TASK PROMPT: Please repeat only the stretch of records running from the first line through the line that contains "target: floral pattern on blanket".

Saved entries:
§ §

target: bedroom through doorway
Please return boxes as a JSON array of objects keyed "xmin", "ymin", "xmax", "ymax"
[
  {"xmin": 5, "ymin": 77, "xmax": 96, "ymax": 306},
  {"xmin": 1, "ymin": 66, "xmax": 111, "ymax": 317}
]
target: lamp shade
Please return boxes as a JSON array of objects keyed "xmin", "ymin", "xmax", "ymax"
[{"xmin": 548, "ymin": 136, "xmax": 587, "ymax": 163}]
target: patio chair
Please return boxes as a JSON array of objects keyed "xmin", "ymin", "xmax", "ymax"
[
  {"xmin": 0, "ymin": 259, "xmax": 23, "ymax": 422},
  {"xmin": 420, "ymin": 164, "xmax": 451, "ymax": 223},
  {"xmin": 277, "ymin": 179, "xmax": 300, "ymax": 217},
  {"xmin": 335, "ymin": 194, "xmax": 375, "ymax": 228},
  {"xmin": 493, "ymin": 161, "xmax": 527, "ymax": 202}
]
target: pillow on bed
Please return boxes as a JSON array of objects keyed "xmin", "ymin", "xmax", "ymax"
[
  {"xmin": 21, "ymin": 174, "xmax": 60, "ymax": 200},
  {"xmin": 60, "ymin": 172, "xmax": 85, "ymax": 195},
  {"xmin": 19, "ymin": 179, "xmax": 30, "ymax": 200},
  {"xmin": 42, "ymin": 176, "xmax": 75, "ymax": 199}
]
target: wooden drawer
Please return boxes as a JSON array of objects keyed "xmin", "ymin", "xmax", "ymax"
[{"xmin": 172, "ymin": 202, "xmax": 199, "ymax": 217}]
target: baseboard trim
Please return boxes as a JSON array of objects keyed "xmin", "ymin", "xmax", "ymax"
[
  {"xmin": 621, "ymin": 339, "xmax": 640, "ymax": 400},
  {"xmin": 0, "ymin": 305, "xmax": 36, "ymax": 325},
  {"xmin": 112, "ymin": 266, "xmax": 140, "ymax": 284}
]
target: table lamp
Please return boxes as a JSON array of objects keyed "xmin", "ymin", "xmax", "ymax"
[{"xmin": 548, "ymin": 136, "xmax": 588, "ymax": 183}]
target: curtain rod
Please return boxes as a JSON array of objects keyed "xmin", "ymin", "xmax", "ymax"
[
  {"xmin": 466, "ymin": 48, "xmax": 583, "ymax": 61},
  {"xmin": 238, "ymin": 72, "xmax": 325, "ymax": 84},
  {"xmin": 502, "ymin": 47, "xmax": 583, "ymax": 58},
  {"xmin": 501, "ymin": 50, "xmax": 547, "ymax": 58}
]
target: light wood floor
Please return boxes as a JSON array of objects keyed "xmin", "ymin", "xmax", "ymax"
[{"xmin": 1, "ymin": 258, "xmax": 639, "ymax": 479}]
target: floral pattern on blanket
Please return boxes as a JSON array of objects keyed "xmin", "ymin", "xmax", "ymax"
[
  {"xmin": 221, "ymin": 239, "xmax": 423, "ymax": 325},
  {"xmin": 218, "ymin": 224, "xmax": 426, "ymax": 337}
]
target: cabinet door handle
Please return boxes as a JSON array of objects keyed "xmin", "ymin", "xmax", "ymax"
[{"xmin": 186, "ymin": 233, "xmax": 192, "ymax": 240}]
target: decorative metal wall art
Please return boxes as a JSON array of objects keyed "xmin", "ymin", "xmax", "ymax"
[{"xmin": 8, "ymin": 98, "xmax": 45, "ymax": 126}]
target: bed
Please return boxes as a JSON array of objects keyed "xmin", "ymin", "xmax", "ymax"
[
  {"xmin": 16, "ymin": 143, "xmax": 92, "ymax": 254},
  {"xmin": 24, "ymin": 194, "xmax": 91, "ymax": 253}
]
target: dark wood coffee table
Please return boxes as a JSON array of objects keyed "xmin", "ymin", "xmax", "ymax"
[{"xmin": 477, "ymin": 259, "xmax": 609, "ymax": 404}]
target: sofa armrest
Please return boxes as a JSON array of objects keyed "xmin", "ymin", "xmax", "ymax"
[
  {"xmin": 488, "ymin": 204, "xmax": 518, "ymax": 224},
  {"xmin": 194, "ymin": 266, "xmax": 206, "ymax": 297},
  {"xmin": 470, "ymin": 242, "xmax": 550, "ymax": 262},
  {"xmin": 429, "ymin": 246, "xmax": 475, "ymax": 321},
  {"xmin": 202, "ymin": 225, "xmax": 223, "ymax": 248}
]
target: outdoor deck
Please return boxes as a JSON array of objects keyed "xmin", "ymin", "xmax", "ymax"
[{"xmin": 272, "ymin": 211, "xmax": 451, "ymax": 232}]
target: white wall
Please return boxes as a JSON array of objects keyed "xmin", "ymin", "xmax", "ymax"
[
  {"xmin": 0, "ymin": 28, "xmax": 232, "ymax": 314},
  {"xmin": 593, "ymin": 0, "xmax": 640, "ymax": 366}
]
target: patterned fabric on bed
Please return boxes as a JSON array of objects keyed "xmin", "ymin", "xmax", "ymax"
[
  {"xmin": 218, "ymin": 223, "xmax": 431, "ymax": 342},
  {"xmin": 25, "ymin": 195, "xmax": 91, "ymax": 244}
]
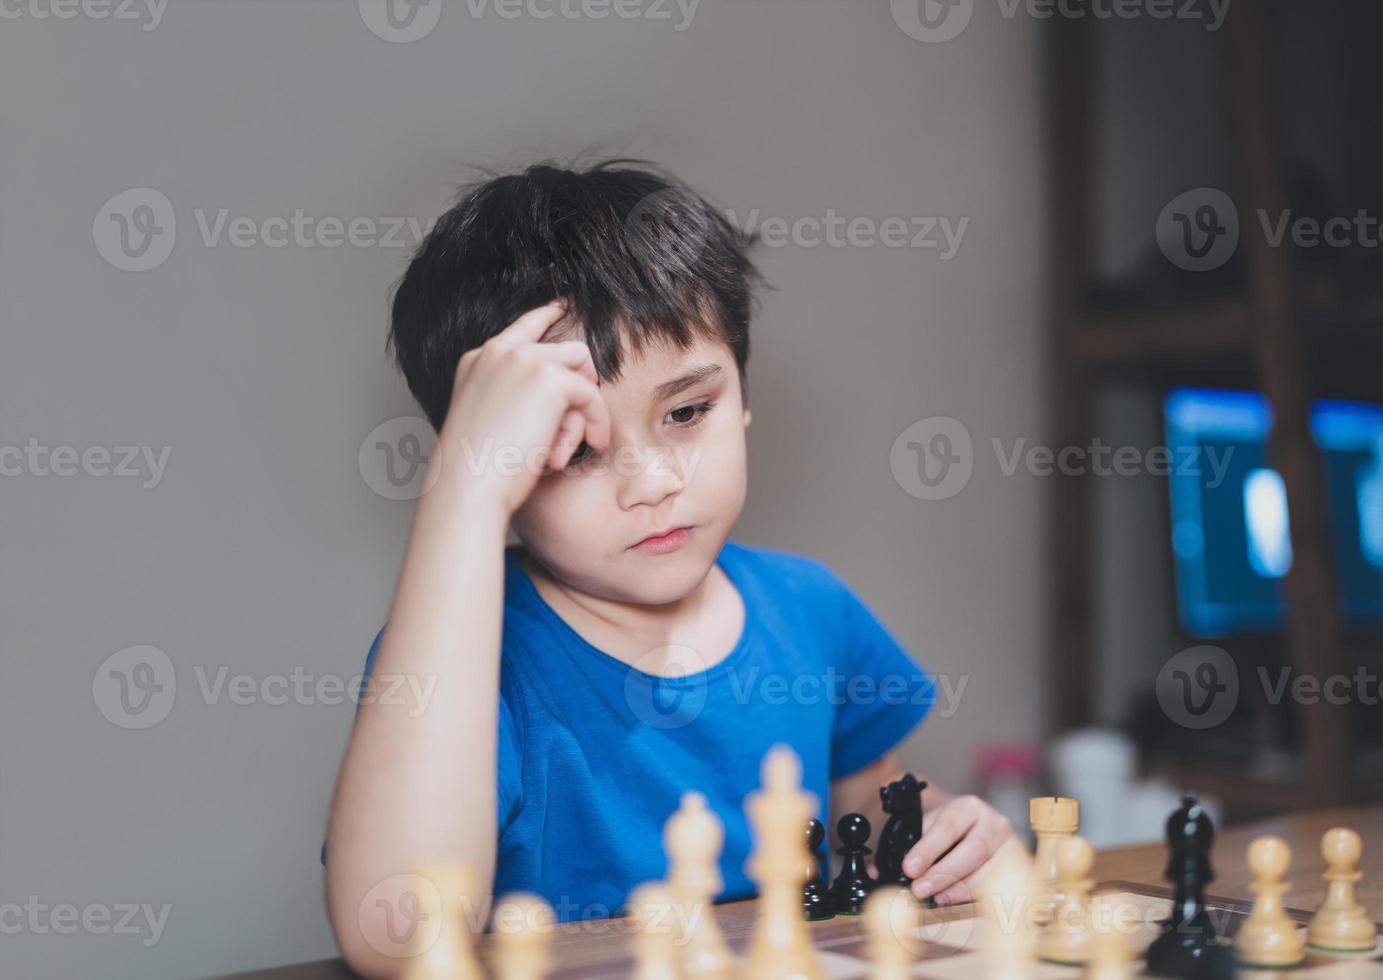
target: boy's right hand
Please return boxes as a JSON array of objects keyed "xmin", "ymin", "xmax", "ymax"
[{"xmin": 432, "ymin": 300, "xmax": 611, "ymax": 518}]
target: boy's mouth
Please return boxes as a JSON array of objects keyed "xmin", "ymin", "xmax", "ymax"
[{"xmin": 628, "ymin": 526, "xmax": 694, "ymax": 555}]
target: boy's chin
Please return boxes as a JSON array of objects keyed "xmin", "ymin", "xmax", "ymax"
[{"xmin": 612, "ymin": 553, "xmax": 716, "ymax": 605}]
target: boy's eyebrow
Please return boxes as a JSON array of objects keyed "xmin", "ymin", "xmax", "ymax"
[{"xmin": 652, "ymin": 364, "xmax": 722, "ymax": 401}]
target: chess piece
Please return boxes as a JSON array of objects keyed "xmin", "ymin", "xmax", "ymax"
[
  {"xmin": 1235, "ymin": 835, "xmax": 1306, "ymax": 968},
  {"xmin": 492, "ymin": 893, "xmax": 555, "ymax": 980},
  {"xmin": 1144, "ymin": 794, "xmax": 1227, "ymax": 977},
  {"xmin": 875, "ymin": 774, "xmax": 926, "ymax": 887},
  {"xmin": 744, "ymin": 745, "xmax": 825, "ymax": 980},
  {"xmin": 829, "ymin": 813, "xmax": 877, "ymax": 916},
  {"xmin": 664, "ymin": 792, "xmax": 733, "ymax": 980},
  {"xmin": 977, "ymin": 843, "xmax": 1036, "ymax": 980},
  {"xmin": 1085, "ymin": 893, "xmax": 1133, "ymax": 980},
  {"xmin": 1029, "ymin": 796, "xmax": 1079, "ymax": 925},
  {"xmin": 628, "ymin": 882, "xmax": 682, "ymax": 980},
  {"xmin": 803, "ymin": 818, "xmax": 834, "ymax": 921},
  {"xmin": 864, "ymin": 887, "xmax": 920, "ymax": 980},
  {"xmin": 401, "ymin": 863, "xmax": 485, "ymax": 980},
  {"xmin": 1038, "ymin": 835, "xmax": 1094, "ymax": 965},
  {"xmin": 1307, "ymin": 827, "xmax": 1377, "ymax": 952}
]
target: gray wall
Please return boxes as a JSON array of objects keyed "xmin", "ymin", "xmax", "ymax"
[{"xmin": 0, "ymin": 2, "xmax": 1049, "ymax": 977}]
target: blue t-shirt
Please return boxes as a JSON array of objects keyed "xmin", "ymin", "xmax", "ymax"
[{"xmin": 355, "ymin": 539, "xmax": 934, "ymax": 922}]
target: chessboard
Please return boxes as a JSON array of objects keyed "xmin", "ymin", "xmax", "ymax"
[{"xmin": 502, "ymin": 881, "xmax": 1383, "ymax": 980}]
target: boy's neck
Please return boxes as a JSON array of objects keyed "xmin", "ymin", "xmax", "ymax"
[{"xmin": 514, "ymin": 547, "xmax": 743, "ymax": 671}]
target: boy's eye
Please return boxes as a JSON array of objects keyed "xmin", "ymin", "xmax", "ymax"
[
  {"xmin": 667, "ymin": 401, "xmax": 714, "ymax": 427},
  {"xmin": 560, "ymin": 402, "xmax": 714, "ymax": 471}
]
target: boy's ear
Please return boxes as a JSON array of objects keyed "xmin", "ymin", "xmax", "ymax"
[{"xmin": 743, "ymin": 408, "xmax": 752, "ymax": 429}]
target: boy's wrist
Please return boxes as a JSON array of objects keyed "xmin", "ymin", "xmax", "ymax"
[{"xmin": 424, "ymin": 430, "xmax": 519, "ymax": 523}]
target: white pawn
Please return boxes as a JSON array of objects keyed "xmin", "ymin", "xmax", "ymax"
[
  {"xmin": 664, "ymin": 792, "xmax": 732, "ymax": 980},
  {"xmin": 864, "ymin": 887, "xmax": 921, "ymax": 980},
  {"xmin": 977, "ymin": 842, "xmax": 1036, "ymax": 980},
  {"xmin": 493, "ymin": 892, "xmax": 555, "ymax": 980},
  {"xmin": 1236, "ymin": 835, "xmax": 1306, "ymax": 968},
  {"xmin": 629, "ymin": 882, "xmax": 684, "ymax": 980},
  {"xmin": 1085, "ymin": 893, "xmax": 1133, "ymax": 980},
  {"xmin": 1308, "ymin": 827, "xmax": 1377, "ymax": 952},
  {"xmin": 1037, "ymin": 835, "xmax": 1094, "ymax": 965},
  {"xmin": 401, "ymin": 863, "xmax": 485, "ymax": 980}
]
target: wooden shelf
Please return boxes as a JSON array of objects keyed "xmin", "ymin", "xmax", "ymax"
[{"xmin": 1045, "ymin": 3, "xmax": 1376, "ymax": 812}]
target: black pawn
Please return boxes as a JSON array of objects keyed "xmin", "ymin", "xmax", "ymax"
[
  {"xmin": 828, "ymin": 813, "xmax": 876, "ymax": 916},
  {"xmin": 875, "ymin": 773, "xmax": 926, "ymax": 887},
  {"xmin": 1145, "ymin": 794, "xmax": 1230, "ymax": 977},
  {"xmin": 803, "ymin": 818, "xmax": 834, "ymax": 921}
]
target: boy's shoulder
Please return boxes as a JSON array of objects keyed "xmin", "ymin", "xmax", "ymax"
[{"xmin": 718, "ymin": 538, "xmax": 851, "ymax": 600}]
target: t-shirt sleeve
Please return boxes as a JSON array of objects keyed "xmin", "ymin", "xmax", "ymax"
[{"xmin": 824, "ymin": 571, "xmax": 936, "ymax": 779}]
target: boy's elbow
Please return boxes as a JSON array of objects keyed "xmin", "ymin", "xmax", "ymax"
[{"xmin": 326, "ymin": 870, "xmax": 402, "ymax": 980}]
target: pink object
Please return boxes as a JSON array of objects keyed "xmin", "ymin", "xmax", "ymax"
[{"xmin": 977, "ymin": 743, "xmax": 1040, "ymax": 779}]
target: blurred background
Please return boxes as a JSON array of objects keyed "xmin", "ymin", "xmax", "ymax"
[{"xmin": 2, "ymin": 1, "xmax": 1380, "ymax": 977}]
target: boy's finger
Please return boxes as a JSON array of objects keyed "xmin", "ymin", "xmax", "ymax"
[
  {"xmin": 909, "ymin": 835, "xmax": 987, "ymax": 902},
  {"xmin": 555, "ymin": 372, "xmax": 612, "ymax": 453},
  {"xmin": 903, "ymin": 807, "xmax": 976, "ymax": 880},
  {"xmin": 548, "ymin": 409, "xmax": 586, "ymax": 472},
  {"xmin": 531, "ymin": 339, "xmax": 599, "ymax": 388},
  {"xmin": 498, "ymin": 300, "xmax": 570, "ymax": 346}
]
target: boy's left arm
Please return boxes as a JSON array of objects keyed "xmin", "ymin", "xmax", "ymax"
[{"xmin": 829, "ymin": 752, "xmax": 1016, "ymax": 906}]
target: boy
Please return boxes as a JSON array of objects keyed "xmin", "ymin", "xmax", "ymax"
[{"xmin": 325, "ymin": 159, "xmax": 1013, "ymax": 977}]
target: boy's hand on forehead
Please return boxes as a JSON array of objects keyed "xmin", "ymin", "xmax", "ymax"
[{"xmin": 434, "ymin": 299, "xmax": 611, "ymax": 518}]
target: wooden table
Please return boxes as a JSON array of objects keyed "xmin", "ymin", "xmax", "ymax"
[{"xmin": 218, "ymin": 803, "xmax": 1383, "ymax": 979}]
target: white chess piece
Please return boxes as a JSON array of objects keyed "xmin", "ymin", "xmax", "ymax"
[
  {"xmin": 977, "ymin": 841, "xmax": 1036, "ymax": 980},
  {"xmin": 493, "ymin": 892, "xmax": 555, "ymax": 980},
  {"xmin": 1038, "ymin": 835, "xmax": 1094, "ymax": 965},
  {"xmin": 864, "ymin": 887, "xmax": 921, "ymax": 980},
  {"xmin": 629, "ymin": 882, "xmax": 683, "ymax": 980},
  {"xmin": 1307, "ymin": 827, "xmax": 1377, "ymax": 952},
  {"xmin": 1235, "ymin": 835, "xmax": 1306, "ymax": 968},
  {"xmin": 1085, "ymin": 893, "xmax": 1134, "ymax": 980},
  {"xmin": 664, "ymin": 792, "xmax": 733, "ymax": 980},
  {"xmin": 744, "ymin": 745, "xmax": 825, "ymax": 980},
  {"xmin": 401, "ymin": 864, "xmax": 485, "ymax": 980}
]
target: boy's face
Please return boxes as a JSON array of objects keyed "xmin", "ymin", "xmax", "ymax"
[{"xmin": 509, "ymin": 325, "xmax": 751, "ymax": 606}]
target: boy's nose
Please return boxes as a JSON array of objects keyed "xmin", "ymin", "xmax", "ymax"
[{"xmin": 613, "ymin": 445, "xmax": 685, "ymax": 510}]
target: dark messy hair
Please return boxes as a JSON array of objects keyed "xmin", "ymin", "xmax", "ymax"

§ §

SOLUTION TO THE PROBLEM:
target: bedroom through doorway
Please return boxes as a JSON array of objects keyed "xmin", "ymin", "xmax", "ymax"
[
  {"xmin": 5, "ymin": 77, "xmax": 96, "ymax": 306},
  {"xmin": 1, "ymin": 66, "xmax": 111, "ymax": 317}
]
target: lamp shade
Please return boxes as a JSON array of objects keyed "xmin", "ymin", "xmax", "ymax"
[{"xmin": 548, "ymin": 136, "xmax": 587, "ymax": 163}]
target: patio chair
Please return boxes as a JSON array of objects keyed "xmin", "ymin", "xmax", "ymax"
[
  {"xmin": 0, "ymin": 259, "xmax": 23, "ymax": 422},
  {"xmin": 420, "ymin": 164, "xmax": 451, "ymax": 223},
  {"xmin": 277, "ymin": 179, "xmax": 300, "ymax": 217},
  {"xmin": 335, "ymin": 194, "xmax": 375, "ymax": 228},
  {"xmin": 493, "ymin": 161, "xmax": 527, "ymax": 202}
]
target: pillow on bed
Please return boxes as a JSON array of objects keyed "xmin", "ymin", "xmax", "ymax"
[
  {"xmin": 21, "ymin": 174, "xmax": 60, "ymax": 200},
  {"xmin": 60, "ymin": 172, "xmax": 85, "ymax": 195},
  {"xmin": 19, "ymin": 179, "xmax": 30, "ymax": 200},
  {"xmin": 42, "ymin": 176, "xmax": 75, "ymax": 199}
]
target: wooden drawer
Please return boxes as a JSON array of objects keyed "xmin", "ymin", "xmax", "ymax"
[{"xmin": 172, "ymin": 202, "xmax": 199, "ymax": 217}]
target: baseboard trim
Please return boxes as a JSON array of objects keyed "xmin", "ymin", "xmax", "ymax"
[
  {"xmin": 621, "ymin": 339, "xmax": 640, "ymax": 400},
  {"xmin": 0, "ymin": 305, "xmax": 36, "ymax": 325},
  {"xmin": 112, "ymin": 266, "xmax": 140, "ymax": 284}
]
target: table lamp
Please return boxes as a JSON array of objects keyed "xmin", "ymin", "xmax", "ymax"
[{"xmin": 548, "ymin": 136, "xmax": 588, "ymax": 183}]
target: curtain rod
Please return boxes as a JSON array of objects keyed "xmin", "ymin", "xmax", "ymax"
[
  {"xmin": 466, "ymin": 48, "xmax": 583, "ymax": 61},
  {"xmin": 238, "ymin": 72, "xmax": 325, "ymax": 84},
  {"xmin": 502, "ymin": 47, "xmax": 583, "ymax": 58},
  {"xmin": 501, "ymin": 50, "xmax": 547, "ymax": 58}
]
target: light wood floor
Please return boxes as a JSON array of objects keyed "xmin", "ymin", "xmax", "ymax"
[{"xmin": 1, "ymin": 258, "xmax": 639, "ymax": 479}]
target: floral pattern on blanket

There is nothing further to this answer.